> **GIVEN REQUEST**: Only those lines running from the line that contains "query | sunlit leaf" through the end of the material are to be written out, each exactly as shown.

++++ RECORDS FOR THE TASK

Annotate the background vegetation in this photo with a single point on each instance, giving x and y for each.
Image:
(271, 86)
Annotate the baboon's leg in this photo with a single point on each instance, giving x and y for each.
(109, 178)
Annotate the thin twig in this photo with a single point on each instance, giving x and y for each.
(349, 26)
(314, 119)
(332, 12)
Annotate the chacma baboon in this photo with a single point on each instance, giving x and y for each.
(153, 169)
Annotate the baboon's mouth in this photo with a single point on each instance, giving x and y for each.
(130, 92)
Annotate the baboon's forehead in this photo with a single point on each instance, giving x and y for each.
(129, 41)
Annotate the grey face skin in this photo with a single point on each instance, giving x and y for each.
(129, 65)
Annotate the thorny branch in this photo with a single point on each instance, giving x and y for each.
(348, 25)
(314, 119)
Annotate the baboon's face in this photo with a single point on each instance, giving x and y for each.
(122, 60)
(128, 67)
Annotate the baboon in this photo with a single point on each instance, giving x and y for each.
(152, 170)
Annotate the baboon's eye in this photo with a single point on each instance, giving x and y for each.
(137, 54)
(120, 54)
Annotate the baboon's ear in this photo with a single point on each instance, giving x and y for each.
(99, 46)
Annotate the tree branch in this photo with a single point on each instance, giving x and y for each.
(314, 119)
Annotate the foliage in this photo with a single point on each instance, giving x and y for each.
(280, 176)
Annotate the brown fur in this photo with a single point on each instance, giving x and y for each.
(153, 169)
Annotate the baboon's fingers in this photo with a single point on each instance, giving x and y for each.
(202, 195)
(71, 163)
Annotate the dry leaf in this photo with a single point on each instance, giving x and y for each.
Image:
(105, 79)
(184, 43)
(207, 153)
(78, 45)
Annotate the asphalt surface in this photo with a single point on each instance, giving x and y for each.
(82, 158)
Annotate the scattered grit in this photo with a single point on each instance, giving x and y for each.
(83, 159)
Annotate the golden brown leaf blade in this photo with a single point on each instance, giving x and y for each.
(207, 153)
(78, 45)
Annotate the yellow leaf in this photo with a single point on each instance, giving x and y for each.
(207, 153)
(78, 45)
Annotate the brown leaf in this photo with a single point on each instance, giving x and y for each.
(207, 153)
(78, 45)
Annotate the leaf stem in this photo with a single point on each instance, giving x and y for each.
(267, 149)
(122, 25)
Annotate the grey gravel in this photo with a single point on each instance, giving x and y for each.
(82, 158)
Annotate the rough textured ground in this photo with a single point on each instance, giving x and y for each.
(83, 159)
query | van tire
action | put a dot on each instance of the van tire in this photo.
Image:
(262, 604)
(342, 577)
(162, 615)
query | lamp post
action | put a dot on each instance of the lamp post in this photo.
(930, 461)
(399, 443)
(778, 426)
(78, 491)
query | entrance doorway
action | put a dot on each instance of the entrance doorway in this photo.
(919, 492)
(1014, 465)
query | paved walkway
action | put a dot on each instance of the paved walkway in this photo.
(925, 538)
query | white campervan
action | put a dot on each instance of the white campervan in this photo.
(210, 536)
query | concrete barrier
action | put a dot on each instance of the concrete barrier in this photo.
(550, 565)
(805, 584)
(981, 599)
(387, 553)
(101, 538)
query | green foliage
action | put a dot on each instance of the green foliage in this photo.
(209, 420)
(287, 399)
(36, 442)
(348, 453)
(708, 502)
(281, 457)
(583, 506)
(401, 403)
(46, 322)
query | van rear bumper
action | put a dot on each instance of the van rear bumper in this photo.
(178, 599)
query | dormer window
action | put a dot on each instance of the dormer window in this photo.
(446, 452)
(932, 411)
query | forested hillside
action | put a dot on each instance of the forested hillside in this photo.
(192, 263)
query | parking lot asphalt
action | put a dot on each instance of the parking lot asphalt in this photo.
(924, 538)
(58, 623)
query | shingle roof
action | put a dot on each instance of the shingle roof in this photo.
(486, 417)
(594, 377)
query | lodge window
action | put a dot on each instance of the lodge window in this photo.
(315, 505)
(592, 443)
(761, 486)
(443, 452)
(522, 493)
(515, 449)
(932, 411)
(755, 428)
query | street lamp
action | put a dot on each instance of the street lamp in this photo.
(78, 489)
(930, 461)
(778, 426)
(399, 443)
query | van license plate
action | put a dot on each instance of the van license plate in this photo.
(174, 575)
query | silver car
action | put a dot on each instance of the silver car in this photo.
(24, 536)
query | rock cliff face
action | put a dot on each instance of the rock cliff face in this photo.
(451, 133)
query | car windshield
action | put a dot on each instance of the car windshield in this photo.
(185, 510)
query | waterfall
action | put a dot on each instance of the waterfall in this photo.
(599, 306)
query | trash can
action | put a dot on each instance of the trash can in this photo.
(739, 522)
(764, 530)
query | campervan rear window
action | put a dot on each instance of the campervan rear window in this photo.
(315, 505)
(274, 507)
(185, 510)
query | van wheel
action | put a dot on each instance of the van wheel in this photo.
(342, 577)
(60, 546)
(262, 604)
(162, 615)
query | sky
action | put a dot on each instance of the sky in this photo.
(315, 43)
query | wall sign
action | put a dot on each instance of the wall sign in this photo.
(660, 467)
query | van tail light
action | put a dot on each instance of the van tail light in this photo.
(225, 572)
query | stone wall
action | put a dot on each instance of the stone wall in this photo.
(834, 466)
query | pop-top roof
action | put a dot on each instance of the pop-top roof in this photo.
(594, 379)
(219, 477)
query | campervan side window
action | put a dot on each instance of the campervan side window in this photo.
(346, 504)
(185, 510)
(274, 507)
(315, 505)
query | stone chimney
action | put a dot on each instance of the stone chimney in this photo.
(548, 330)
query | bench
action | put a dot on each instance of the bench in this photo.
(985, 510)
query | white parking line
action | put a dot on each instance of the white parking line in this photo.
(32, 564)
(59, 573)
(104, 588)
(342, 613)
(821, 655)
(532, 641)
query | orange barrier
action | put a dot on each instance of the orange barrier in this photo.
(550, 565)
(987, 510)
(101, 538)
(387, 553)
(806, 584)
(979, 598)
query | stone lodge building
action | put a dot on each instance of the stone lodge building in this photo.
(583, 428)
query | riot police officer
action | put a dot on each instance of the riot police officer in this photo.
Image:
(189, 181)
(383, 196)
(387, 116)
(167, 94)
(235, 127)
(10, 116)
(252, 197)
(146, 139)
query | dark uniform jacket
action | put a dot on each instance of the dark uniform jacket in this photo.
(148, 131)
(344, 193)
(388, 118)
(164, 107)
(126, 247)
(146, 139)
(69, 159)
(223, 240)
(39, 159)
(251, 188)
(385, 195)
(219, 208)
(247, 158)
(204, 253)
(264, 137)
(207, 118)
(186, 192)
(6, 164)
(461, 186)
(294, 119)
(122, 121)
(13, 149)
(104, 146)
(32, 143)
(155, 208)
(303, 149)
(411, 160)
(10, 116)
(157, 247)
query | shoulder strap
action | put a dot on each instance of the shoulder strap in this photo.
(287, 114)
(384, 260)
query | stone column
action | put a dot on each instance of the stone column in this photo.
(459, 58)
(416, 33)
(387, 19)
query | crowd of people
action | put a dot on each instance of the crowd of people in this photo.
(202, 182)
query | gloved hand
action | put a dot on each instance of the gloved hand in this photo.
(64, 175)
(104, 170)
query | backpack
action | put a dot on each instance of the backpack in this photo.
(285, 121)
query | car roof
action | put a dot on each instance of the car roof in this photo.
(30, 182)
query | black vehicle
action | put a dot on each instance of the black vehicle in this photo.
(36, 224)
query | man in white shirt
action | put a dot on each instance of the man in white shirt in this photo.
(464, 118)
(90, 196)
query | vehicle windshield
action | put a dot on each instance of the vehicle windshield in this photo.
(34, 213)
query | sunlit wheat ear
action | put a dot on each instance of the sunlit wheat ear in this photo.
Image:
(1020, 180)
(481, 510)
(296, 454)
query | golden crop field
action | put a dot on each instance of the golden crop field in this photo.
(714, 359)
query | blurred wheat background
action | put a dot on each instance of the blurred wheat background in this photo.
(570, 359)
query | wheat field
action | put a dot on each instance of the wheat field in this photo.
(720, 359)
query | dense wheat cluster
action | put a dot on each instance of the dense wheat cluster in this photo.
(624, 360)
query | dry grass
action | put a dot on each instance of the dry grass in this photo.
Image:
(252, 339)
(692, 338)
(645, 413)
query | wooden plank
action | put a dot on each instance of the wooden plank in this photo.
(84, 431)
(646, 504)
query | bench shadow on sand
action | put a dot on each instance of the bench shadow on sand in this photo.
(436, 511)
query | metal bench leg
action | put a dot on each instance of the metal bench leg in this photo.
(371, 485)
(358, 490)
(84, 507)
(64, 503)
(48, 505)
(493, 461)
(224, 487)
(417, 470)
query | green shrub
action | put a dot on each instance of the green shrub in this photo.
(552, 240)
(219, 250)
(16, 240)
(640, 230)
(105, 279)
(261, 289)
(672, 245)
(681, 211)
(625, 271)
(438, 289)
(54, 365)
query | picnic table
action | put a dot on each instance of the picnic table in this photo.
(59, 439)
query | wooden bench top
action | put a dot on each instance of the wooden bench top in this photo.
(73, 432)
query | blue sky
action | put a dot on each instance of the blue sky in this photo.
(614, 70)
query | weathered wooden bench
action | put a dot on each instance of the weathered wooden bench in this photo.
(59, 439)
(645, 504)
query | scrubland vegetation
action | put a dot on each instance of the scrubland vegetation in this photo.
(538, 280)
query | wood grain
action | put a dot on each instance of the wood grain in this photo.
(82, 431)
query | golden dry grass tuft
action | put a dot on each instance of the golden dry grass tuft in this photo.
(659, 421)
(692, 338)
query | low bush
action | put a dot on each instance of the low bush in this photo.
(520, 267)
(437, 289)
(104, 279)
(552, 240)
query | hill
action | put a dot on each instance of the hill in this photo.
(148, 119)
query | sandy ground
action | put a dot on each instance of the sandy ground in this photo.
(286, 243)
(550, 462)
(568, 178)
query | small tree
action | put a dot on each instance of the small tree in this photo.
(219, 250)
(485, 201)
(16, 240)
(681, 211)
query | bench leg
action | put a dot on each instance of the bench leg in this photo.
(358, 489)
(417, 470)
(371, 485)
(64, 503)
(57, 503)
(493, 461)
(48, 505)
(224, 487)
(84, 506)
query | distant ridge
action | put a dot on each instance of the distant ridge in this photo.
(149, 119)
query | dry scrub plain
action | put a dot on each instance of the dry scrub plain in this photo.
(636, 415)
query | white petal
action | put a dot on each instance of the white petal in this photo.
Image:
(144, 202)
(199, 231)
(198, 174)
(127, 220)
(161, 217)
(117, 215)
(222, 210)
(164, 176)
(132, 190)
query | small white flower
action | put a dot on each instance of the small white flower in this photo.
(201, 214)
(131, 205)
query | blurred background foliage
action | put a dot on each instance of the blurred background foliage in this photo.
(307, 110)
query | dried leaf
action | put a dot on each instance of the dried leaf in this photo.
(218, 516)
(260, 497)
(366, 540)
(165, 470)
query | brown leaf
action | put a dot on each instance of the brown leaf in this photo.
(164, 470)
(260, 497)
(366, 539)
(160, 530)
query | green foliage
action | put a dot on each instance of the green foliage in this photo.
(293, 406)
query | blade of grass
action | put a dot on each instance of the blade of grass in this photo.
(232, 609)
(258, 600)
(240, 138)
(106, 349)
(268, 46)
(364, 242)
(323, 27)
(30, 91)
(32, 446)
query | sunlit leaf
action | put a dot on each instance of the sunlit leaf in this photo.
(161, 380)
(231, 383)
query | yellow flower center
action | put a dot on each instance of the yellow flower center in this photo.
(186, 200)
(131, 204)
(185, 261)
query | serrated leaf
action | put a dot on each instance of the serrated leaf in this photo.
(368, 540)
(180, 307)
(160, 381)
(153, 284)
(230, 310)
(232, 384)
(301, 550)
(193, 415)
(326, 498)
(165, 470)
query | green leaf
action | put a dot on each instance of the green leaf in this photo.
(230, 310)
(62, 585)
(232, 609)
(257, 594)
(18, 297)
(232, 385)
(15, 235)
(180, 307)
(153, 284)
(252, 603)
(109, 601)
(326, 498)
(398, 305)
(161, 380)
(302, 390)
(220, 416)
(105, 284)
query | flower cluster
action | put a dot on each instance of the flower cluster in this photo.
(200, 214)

++++++++

> **COMPLETED EXERCISE**:
query | sunlit leaf
action | put a dot on each instance of the sunlit leaf in this photo.
(161, 380)
(231, 383)
query | yellow flower center
action | put a dot on each instance of the yellow flower center in this photo.
(186, 200)
(131, 204)
(185, 261)
query | serrated leaf
action | put a dot on each instance of the serrated leaf in this photo.
(368, 540)
(180, 307)
(160, 381)
(153, 284)
(230, 310)
(232, 384)
(301, 550)
(193, 415)
(326, 498)
(165, 470)
query | green leaf
action | put a dot on each instance of the green leaf in this photo.
(230, 310)
(62, 585)
(232, 609)
(257, 594)
(18, 297)
(232, 385)
(15, 235)
(180, 307)
(153, 284)
(252, 603)
(109, 601)
(326, 498)
(398, 305)
(161, 380)
(302, 390)
(220, 416)
(105, 284)
query | flower cluster
action | put a dot on each instance of the flower cluster in this photo.
(200, 214)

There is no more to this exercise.